[start of DATA FOR THIS TASK]
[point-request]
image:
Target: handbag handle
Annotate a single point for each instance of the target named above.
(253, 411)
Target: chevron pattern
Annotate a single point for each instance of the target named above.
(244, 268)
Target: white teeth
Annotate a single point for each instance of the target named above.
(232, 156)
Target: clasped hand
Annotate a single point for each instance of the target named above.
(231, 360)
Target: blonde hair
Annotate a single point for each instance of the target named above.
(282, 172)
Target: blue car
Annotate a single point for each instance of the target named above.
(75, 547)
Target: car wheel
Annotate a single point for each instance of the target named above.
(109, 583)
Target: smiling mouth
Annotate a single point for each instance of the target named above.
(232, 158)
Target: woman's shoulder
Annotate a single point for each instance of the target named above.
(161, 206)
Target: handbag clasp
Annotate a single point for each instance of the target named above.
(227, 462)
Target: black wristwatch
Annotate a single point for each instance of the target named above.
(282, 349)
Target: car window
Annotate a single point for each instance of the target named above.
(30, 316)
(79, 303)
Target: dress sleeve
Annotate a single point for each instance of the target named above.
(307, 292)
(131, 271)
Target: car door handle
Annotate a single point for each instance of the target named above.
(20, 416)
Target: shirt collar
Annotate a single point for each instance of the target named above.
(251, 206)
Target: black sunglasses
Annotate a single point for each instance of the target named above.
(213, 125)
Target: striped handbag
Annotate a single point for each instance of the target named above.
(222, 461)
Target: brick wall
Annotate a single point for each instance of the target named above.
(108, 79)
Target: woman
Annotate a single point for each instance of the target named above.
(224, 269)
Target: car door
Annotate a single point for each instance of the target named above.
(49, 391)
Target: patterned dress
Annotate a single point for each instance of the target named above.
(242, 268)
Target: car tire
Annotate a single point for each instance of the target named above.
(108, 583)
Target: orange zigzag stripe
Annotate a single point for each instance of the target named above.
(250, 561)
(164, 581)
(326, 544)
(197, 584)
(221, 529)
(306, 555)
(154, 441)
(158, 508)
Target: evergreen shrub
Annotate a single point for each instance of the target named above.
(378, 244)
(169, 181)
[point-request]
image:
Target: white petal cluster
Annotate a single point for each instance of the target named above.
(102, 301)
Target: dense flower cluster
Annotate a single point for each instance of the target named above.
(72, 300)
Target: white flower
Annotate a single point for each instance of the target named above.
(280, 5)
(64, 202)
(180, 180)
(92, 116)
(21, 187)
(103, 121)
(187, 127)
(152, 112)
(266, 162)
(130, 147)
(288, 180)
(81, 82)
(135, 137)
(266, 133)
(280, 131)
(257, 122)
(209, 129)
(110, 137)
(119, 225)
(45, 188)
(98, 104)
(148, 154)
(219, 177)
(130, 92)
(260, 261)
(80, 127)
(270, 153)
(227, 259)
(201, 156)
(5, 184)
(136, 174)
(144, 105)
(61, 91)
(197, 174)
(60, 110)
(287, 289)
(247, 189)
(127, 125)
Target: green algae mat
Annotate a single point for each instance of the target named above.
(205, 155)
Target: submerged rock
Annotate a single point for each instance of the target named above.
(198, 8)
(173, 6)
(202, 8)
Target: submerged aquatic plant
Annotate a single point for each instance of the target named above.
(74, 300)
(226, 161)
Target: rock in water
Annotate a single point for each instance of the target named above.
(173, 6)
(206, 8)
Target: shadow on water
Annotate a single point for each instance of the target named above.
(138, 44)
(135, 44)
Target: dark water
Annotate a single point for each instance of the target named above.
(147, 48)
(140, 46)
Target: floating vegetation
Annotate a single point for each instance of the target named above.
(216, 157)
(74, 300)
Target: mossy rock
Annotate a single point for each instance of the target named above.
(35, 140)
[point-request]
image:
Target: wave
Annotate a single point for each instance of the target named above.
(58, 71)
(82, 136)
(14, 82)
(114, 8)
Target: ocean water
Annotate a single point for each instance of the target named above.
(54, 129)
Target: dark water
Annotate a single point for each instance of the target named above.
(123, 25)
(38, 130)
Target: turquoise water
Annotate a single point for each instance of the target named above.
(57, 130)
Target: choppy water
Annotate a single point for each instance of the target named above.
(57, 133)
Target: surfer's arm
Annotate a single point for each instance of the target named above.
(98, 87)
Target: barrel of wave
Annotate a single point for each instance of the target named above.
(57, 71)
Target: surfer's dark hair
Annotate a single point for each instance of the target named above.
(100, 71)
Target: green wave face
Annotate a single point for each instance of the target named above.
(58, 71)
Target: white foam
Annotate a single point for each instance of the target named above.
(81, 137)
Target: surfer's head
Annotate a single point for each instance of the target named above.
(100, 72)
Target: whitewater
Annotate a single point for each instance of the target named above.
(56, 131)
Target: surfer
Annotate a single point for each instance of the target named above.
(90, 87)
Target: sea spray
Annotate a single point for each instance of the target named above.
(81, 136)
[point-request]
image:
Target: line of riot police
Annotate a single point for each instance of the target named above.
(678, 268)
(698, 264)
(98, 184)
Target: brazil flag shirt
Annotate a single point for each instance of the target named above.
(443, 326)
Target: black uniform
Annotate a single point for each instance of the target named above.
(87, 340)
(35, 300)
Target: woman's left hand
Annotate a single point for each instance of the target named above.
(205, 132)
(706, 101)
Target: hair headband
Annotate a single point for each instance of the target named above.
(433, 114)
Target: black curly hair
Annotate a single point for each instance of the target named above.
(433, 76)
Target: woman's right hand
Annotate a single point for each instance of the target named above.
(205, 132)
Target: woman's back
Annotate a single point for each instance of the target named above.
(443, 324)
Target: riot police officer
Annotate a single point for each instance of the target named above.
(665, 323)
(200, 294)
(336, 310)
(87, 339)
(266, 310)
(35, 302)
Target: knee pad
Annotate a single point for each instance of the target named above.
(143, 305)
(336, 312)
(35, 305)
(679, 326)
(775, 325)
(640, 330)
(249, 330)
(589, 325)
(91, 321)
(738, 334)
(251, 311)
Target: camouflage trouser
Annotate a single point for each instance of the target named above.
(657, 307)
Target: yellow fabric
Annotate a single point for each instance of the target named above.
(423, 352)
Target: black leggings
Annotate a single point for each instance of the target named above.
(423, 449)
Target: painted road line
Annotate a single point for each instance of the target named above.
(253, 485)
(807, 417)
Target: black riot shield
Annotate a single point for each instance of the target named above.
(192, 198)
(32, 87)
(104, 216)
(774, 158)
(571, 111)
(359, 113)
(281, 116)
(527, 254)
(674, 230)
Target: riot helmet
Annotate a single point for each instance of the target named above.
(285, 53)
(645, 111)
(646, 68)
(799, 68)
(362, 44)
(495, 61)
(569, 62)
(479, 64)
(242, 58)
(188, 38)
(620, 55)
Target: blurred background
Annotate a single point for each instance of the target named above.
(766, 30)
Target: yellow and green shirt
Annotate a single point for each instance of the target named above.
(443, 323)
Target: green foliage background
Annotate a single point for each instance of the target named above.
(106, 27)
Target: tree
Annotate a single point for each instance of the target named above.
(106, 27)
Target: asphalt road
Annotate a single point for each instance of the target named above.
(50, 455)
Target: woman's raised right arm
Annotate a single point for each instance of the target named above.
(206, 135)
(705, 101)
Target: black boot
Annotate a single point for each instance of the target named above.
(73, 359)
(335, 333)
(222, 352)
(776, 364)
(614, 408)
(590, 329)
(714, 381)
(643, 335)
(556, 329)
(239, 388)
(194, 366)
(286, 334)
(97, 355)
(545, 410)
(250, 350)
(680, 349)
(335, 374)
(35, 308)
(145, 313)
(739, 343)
[end of DATA FOR THIS TASK]
[start of DATA FOR THIS TASK]
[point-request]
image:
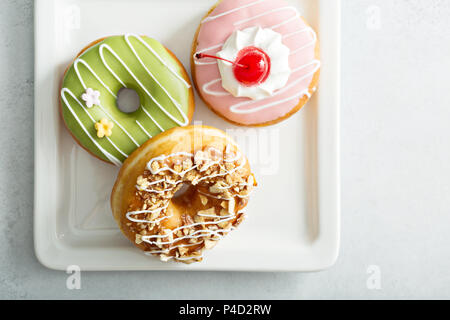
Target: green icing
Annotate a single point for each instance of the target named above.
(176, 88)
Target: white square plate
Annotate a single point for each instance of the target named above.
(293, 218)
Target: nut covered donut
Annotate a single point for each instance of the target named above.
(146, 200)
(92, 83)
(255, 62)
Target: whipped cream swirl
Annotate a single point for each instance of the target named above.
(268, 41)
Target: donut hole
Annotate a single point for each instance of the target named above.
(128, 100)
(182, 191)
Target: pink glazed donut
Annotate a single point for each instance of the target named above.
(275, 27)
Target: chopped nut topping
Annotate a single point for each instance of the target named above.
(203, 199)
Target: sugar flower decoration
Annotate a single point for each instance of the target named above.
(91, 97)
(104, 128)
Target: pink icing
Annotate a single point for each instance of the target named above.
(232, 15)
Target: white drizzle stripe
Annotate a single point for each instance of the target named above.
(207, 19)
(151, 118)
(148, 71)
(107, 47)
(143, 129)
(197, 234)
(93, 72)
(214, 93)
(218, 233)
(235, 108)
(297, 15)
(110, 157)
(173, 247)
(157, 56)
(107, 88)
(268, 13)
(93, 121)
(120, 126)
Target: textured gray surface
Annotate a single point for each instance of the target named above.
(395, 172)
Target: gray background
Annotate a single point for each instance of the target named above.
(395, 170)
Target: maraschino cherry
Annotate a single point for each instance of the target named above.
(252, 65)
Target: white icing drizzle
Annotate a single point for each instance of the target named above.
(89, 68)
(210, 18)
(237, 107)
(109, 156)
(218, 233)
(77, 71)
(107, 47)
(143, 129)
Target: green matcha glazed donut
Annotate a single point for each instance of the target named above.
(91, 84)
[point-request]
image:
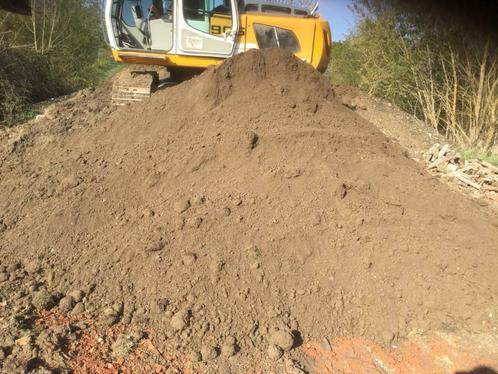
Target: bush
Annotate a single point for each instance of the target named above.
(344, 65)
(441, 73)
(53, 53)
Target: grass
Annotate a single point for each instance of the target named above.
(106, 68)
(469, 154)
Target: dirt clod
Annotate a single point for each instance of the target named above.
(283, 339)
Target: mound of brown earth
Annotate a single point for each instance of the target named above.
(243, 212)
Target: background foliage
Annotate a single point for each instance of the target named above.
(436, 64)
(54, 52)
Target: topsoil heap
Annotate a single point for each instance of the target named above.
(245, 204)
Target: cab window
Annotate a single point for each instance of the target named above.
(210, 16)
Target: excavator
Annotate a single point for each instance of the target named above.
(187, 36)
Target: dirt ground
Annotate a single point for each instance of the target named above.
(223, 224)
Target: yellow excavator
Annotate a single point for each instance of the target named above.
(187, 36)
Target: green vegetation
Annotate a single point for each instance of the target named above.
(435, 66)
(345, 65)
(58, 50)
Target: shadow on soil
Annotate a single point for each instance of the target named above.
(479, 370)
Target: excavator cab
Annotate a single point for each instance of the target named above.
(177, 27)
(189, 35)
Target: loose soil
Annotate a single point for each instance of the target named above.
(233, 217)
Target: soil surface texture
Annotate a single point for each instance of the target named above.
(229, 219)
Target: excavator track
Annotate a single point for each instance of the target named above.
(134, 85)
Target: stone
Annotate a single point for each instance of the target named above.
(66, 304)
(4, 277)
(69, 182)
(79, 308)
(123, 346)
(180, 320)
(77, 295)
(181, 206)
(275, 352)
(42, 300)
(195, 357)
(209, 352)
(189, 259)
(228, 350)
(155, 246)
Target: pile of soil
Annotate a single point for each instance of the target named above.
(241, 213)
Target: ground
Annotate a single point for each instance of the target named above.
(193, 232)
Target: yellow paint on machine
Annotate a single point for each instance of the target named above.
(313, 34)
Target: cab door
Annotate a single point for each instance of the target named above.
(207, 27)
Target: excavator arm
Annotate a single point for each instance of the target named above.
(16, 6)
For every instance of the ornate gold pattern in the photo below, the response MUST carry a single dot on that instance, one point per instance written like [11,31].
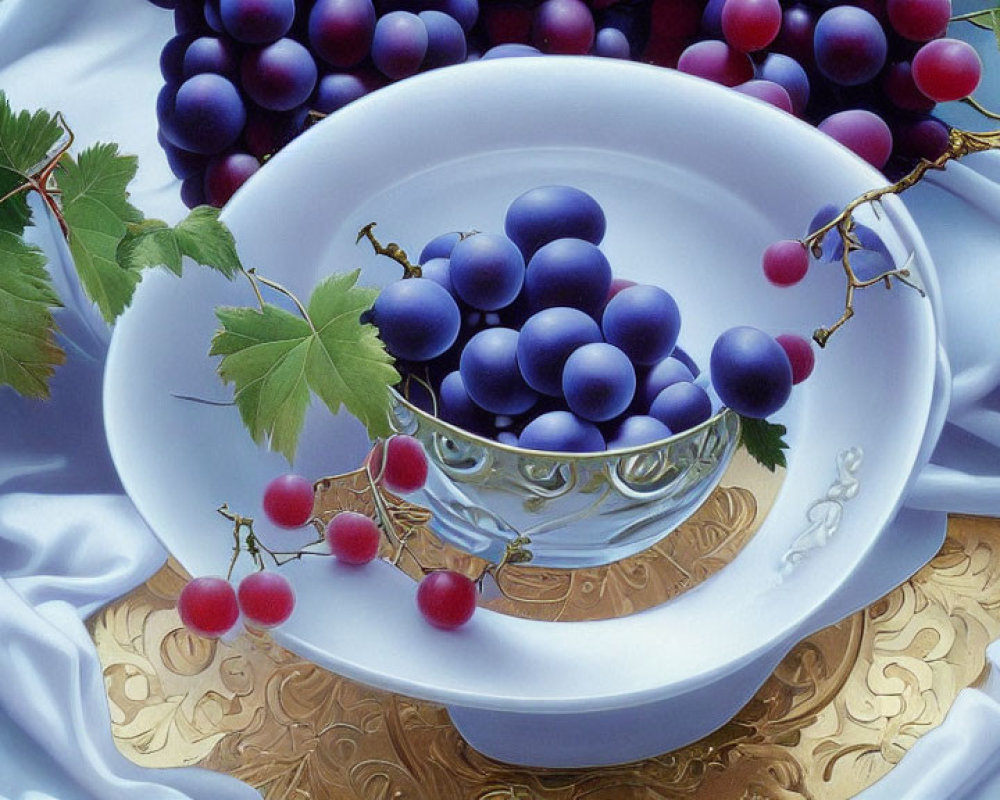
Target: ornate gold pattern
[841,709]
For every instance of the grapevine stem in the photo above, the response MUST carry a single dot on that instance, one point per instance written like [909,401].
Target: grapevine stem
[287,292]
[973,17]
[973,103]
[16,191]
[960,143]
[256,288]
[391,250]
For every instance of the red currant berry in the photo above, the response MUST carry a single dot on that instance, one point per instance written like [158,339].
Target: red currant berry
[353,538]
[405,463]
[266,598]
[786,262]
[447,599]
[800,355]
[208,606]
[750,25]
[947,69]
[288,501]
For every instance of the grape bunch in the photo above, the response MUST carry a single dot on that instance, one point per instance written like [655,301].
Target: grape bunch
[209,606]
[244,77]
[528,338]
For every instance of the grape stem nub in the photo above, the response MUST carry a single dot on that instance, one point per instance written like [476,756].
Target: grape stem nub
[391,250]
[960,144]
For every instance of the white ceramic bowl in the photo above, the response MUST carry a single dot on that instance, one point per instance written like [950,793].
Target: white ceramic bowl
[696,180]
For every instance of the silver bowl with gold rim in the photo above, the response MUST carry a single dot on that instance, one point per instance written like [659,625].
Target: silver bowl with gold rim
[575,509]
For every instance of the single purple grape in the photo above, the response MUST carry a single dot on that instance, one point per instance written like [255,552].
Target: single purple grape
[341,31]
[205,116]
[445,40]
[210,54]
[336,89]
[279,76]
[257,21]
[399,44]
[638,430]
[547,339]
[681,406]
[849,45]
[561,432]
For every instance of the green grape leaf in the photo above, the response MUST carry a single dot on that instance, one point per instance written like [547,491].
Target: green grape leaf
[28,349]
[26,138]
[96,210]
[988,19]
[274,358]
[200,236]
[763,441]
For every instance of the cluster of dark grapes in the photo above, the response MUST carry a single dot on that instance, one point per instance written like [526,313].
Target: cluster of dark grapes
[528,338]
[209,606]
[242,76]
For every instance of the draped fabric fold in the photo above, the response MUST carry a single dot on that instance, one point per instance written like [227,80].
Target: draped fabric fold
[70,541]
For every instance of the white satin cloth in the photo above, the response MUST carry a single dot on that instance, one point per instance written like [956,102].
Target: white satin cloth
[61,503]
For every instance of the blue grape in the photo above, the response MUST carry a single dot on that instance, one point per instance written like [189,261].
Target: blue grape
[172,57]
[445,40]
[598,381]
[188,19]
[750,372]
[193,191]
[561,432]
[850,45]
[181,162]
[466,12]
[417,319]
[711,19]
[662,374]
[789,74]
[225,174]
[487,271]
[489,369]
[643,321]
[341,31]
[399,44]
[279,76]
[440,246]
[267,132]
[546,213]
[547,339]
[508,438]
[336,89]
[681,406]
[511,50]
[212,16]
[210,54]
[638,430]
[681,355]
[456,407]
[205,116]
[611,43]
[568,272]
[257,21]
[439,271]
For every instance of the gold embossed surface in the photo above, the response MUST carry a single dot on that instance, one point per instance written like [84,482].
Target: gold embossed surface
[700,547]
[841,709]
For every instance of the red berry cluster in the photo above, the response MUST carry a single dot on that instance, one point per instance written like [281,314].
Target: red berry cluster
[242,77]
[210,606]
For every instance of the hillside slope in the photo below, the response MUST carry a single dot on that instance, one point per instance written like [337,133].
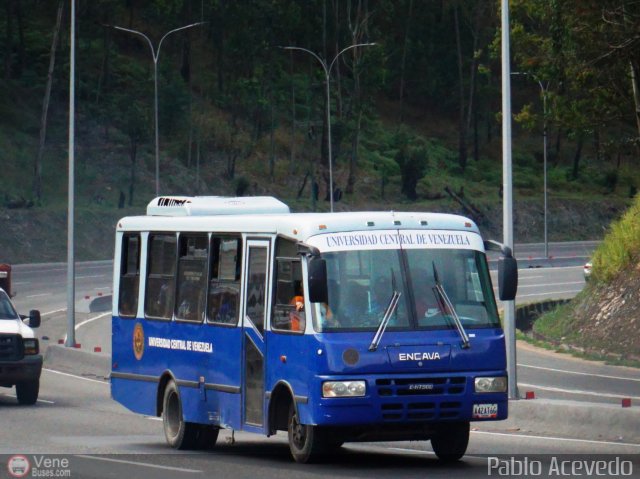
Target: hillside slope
[end of DATA FOR THIS TASK]
* TASK GOAL *
List every line of the data above that contains the word "submerged".

* ANSWER TO THE PROBLEM *
Target: submerged rock
Target: submerged aquatic plant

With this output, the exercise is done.